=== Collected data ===
# # # # #

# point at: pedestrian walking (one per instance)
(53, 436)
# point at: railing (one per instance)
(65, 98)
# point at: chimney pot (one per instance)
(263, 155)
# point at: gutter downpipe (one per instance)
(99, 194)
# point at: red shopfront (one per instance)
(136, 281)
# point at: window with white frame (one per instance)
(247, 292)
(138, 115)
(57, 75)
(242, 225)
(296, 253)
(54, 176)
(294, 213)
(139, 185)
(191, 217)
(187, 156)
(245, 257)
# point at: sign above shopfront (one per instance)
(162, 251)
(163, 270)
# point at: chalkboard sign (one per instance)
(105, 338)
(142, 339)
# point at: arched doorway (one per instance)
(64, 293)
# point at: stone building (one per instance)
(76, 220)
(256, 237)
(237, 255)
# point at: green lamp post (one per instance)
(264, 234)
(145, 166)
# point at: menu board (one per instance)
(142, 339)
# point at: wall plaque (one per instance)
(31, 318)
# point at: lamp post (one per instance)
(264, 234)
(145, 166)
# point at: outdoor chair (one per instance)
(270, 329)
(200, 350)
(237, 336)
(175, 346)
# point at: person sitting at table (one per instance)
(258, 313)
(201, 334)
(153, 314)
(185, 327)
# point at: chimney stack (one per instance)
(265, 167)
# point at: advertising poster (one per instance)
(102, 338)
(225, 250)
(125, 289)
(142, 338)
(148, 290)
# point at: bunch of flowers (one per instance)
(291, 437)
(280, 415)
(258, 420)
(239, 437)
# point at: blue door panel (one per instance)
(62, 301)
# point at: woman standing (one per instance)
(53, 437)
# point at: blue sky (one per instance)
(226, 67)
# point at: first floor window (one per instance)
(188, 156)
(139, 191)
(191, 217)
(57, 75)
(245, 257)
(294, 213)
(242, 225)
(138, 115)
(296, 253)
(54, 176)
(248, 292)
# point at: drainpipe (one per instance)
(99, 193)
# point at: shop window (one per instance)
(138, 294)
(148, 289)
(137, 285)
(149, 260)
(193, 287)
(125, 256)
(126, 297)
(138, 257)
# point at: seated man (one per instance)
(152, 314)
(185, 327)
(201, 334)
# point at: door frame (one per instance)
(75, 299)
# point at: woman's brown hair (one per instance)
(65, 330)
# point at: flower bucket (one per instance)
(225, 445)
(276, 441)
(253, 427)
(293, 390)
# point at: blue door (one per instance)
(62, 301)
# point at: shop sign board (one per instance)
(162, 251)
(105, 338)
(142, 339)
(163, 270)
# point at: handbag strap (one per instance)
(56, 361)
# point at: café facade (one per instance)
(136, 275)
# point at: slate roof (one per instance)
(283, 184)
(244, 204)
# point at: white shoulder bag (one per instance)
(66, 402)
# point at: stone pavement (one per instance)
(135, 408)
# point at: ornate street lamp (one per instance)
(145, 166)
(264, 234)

# # # # #

=== What you have to do ===
Retype all of the data word for word.

=== Result of this exercise ===
# point at: pedestrian walking (one per instance)
(53, 436)
# point at: railing (one per instance)
(65, 98)
# point at: chimney pot (one per instance)
(263, 155)
# point at: gutter downpipe (one per instance)
(99, 194)
# point at: red shopfront (one per instance)
(136, 281)
# point at: window with white frame (one per instance)
(247, 292)
(138, 115)
(57, 75)
(242, 225)
(296, 253)
(54, 176)
(294, 213)
(139, 185)
(191, 217)
(187, 156)
(245, 257)
# point at: sign above shopfront (one per instance)
(162, 251)
(163, 270)
# point at: chalkboard sign (one per instance)
(105, 338)
(142, 339)
# point at: arched doorway (one per instance)
(64, 293)
# point at: stone building (one per instance)
(76, 220)
(256, 237)
(237, 255)
# point at: green lamp post (one per instance)
(264, 234)
(145, 166)
# point at: menu board (one per instance)
(142, 339)
# point at: wall plaque (one per instance)
(31, 318)
# point at: lamp post (one per instance)
(264, 234)
(145, 166)
# point at: outdoor chair (one per instance)
(270, 329)
(200, 350)
(237, 336)
(175, 346)
# point at: person sitting at table (one per instance)
(258, 313)
(201, 334)
(153, 314)
(185, 327)
# point at: chimney stack (one per instance)
(265, 167)
# point at: advertising poster (one per instance)
(102, 338)
(225, 250)
(125, 289)
(142, 338)
(148, 290)
# point at: bunch of flowers (one per instance)
(291, 437)
(280, 415)
(258, 420)
(239, 437)
# point at: blue door panel (one per instance)
(62, 301)
# point at: woman standing (one per instance)
(53, 437)
# point at: blue sky (one per instance)
(226, 67)
# point at: first floor window (one per instance)
(188, 156)
(139, 191)
(191, 217)
(57, 75)
(245, 257)
(294, 213)
(242, 225)
(138, 115)
(296, 253)
(54, 176)
(248, 292)
# point at: drainpipe (one per instance)
(99, 193)
# point at: shop window (one per instance)
(138, 294)
(148, 289)
(137, 285)
(149, 260)
(193, 287)
(125, 256)
(126, 297)
(138, 257)
# point at: seated man (one per instance)
(152, 314)
(185, 327)
(201, 334)
# point at: door frame (one per instance)
(75, 299)
# point at: woman's brown hair (one per instance)
(65, 330)
# point at: flower bucket (one per instance)
(225, 445)
(276, 441)
(253, 427)
(293, 390)
# point at: blue door (one per instance)
(62, 301)
# point at: shop sign board (one per instance)
(162, 251)
(105, 338)
(142, 339)
(163, 270)
# point at: handbag strap (one per instance)
(56, 361)
# point at: café facade (one per instance)
(136, 275)
# point at: slate roof (one per instance)
(283, 184)
(244, 204)
# point at: white shoulder bag (one per instance)
(66, 402)
# point at: stone pavement (one per instance)
(135, 408)
# point at: ornate street lamp (one per instance)
(145, 166)
(264, 234)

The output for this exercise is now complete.